▸ **Task details**: Reading through the lines below, count those that include the string "each"; the answer is that number and nothing else.

--- START ---

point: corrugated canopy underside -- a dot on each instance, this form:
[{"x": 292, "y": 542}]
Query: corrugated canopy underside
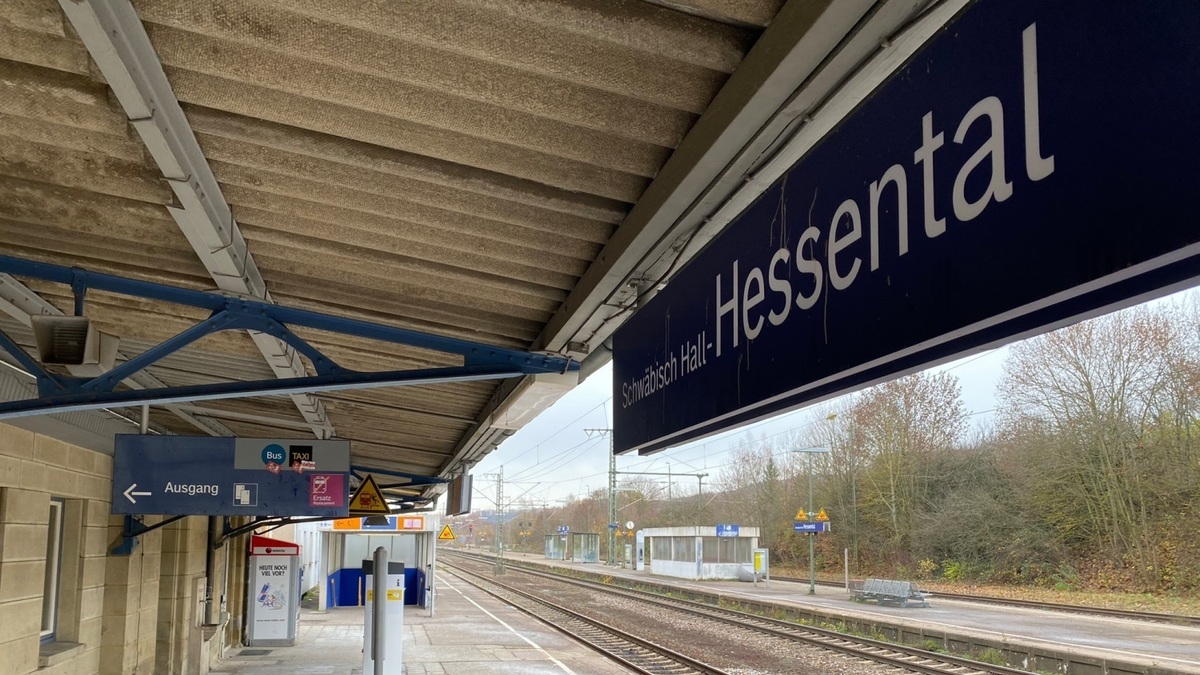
[{"x": 447, "y": 166}]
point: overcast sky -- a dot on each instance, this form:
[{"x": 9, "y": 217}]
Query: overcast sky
[{"x": 555, "y": 458}]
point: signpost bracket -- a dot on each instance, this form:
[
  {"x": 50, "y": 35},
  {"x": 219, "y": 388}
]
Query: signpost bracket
[
  {"x": 59, "y": 394},
  {"x": 135, "y": 527}
]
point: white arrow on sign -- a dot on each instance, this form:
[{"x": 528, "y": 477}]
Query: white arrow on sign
[{"x": 130, "y": 494}]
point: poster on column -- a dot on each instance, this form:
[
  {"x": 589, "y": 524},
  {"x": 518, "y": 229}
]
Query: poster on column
[
  {"x": 271, "y": 601},
  {"x": 274, "y": 591}
]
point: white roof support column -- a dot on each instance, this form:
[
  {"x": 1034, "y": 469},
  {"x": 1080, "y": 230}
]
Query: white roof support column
[
  {"x": 118, "y": 42},
  {"x": 21, "y": 303}
]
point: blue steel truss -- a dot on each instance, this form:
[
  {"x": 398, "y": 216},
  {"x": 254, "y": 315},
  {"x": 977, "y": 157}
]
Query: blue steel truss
[{"x": 59, "y": 393}]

--- END ---

▸ **Reply**: 7